Inferential statistical methods failed in identifying reliable biomarkers and risk factors for relapsing giant cell arteritis (GCA) after glucocorticoids (GCs) tapering. A ML approach allows to handle complex non-linear relationships between patient attributes that are hard to model with traditional statistical methods, merging them to output a forecast or a probability for a given outcome.
The objective of the study was to assess whether ML algorithms can predict GCA relapse after GCs tapering.
GCA patients who underwent GCs therapy and regular follow-up visits for at least 12 months, were retrospectively analyzed and used for implementing 3 ML algorithms, namely, Logistic Regression (LR), Decision Tree (DT), and Random Forest (RF). The outcome of interest was disease relapse within 3 months during GCs tapering. After a ML variable selection method, based on a XGBoost wrapper, an attribute core set was used to train and test each algorithm using 5-fold cross-validation. The performance of each algorithm in both phases was assessed in terms of accuracy and area under receiver operating characteristic curve (AUROC).
The dataset consisted of 107 GCA patients (73 women, 68.2%) with mean age ( ± SD) 74.1 ( ± 8.5) years at presentation. GCA flare occurred in 40/107 patients (37.4%) within 3 months after GCs tapering. As a result of ML wrapper, the attribute core set with the least number of variables used for algorithm training included presence/absence of diabetes mellitus and concomitant polymyalgia rheumatica as well as erythrocyte sedimentation rate level at GCs baseline. RF showed the best performance, being significantly superior to other algorithms in accuracy (RF 71.4% vs LR 70.4% vs DT 62.9%). Consistently, RF precision (72.1%) was significantly greater than those of LR (62.6%) and DT (50.8%). Conversely, LR was superior to RF and DT in recall (RF 60% vs LR 62.5% vs DT 47.5%). Moreover, RF AUROC (0.76) was more significant compared to LR (0.73) and DT (0.65).
RF algorithm can predict GCA relapse after GCs tapering with sufficient accuracy. To date, this is one of the most accurate predictive modelings for such outcome. This ML method represents a reproducible tool, capable of supporting clinicians in GCA patient management.
-=-=-=-=-
— DIRECTIONS FOR THIS TASK —
Reproduce word for word the part of the giant cell arteritis abstract that starts at the words "GCA patients who" and ends after "characteristic curve (AUROC).".

— DATASET RECORDS —
-=-=-=-=-
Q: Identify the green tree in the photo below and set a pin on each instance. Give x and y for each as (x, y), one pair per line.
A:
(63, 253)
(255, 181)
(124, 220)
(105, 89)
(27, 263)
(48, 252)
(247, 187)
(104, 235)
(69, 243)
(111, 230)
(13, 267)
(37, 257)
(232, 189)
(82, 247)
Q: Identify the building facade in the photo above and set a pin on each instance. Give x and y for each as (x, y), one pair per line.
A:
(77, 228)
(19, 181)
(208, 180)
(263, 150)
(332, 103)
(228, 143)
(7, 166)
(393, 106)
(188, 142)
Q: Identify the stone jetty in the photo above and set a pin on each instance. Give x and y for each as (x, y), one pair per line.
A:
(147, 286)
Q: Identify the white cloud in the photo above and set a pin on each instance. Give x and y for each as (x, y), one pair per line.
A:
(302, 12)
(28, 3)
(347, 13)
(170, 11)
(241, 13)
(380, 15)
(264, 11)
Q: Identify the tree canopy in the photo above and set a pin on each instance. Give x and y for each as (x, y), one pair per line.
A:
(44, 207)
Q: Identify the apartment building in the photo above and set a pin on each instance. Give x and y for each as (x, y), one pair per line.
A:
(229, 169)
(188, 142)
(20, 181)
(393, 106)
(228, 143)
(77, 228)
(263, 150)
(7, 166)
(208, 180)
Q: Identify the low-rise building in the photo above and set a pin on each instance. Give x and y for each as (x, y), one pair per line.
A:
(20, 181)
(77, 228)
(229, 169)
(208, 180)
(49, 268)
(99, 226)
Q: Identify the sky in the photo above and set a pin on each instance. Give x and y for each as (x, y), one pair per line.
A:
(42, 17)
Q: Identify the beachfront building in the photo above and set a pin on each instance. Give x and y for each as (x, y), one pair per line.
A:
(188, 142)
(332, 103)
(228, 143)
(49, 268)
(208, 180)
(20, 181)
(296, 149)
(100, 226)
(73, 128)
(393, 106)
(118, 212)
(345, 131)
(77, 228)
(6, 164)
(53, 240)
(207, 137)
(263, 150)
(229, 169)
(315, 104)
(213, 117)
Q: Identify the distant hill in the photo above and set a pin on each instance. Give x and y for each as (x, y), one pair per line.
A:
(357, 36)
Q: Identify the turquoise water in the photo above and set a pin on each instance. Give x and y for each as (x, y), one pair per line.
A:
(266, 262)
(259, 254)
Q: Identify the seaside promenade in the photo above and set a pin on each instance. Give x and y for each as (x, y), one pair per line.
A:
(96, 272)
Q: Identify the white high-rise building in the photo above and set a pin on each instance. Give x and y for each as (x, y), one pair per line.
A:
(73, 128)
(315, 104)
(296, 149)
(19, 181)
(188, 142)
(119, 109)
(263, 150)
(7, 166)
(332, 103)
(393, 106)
-=-=-=-=-
— YOUR RESPONSE —
GCA patients who underwent GCs therapy and regular follow-up visits for at least 12 months, were retrospectively analyzed and used for implementing 3 ML algorithms, namely, Logistic Regression (LR), Decision Tree (DT), and Random Forest (RF). The outcome of interest was disease relapse within 3 months during GCs tapering. After a ML variable selection method, based on a XGBoost wrapper, an attribute core set was used to train and test each algorithm using 5-fold cross-validation. The performance of each algorithm in both phases was assessed in terms of accuracy and area under receiver operating characteristic curve (AUROC).